(Texte extrait)

Scott C. Miller est arrivé en tant qu’ambassadeur des États-Unis en Suisse en janvier 2022. Avant d’occuper ce poste, il était coprésident de la Gill Foundation, la plus grande organisation de défense des droits LGBTQ aux États-Unis. C’est son mari, Tim Gill, entrepreneur dans le secteur des logiciels, qui l’a créée en 1994.
Vous a‑t-il fallu beaucoup de temps pour accepter le poste d’ambassadeur des États-Unis en Suisse?
Scott C. Miller: Joe Biden m’a appelé le 7 avril 2021. Je connais les Biden depuis longtemps, mais c’était la première fois que je lui parlais depuis son élection à la présidence.
Et connaissiez-vous dès le départ la raison de son appel?
Je me doutais qu’il prévoyait de me confier un rôle, mais je n’aurais jamais imaginé une tâche de cette envergure. Et certainement pas la possibilité de partir à l’étranger pour représenter le gouvernement américain. Il m’a expliqué son raisonnement pendant une demi-heure, puis je lui ai demandé 24 heures pour y réfléchir. C’était une décision familiale: j’ai appelé mon mari pour lui révéler la teneur de ma conversation avec le président Biden.
Comment a‑t-il réagi?
Sa première réponse a été: «J’espère que tu as dit oui»… et me voici. C’est probablement le rôle le plus important de ma vie: la mission d’un ambassadeur est extrêmement vaste. En outre, je peux compter sur le soutien d’une équipe fantastique.
Avant de devenir ambassadeur, vous et votre mari, Tim Gill, étiez coprésidents de la Gill Foundation. A‑t-il été difficile d’abandonner ce rôle?
Pour pouvoir occuper un poste au sein de l’administration actuelle, il est nécessaire de renoncer à toutes ses autres fonctions afin d’éviter les conflits d’intérêts. Cependant, la décision n’a pas été facile à prendre. Tim a créé la fondation en 1994, c’est l’œuvre de sa vie.

(Données fournies)
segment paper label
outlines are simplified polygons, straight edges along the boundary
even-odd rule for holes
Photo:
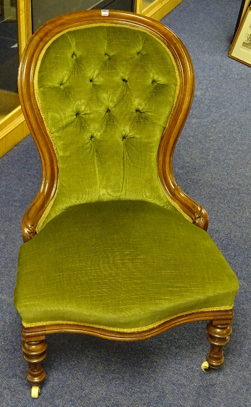
[[[101,10],[101,16],[109,16],[109,10]]]

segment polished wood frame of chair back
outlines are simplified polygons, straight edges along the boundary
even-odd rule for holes
[[[48,22],[30,39],[21,61],[19,79],[21,106],[40,154],[42,181],[40,190],[25,214],[23,220],[24,240],[36,234],[36,227],[56,190],[58,179],[57,158],[38,106],[34,86],[34,75],[39,56],[46,45],[64,30],[95,23],[126,25],[143,29],[162,42],[175,60],[180,77],[179,92],[175,108],[163,134],[158,152],[159,174],[163,187],[175,204],[188,215],[197,226],[206,230],[208,216],[204,209],[189,197],[177,184],[172,169],[175,145],[188,115],[193,96],[194,75],[190,56],[183,43],[171,30],[148,18],[133,13],[109,11],[101,16],[100,10],[79,12],[62,16]],[[23,328],[22,349],[29,363],[27,374],[33,386],[38,388],[45,376],[41,362],[46,355],[45,335],[54,333],[84,333],[118,341],[147,339],[173,327],[196,321],[210,321],[207,325],[207,339],[211,349],[207,356],[207,367],[217,368],[224,361],[222,348],[229,341],[232,321],[231,310],[201,311],[176,316],[148,331],[132,333],[110,331],[81,325],[58,324]],[[34,390],[36,393],[35,390]],[[38,389],[36,390],[38,392]]]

(Énoncé de la tâche)
Recopiez à l'identique, dans l'entretien avec Scott C. Miller, le passage qui va de « Et connaissiez-vous dès » jusqu'à « Comment a‑t-il réagi? ».

(Résultat final)
Et connaissiez-vous dès le départ la raison de son appel?
Je me doutais qu’il prévoyait de me confier un rôle, mais je n’aurais jamais imaginé une tâche de cette envergure. Et certainement pas la possibilité de partir à l’étranger pour représenter le gouvernement américain. Il m’a expliqué son raisonnement pendant une demi-heure, puis je lui ai demandé 24 heures pour y réfléchir. C’était une décision familiale: j’ai appelé mon mari pour lui révéler la teneur de ma conversation avec le président Biden.
Comment a‑t-il réagi?